**Task instructions**
Convert every line of the items below into a numbered list, dropping any blank lines.

[Excerpt from a data file]
────────

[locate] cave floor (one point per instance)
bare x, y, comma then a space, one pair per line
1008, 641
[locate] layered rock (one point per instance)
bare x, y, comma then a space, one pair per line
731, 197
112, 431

────────

**Answer to the problem**
1. [locate] cave floor (one point per instance)
2. bare x, y, comma then a space, one pair per line
3. 1008, 641
4. [locate] layered rock (one point per instance)
5. bare x, y, comma then a space, one pair per line
6. 731, 197
7. 112, 431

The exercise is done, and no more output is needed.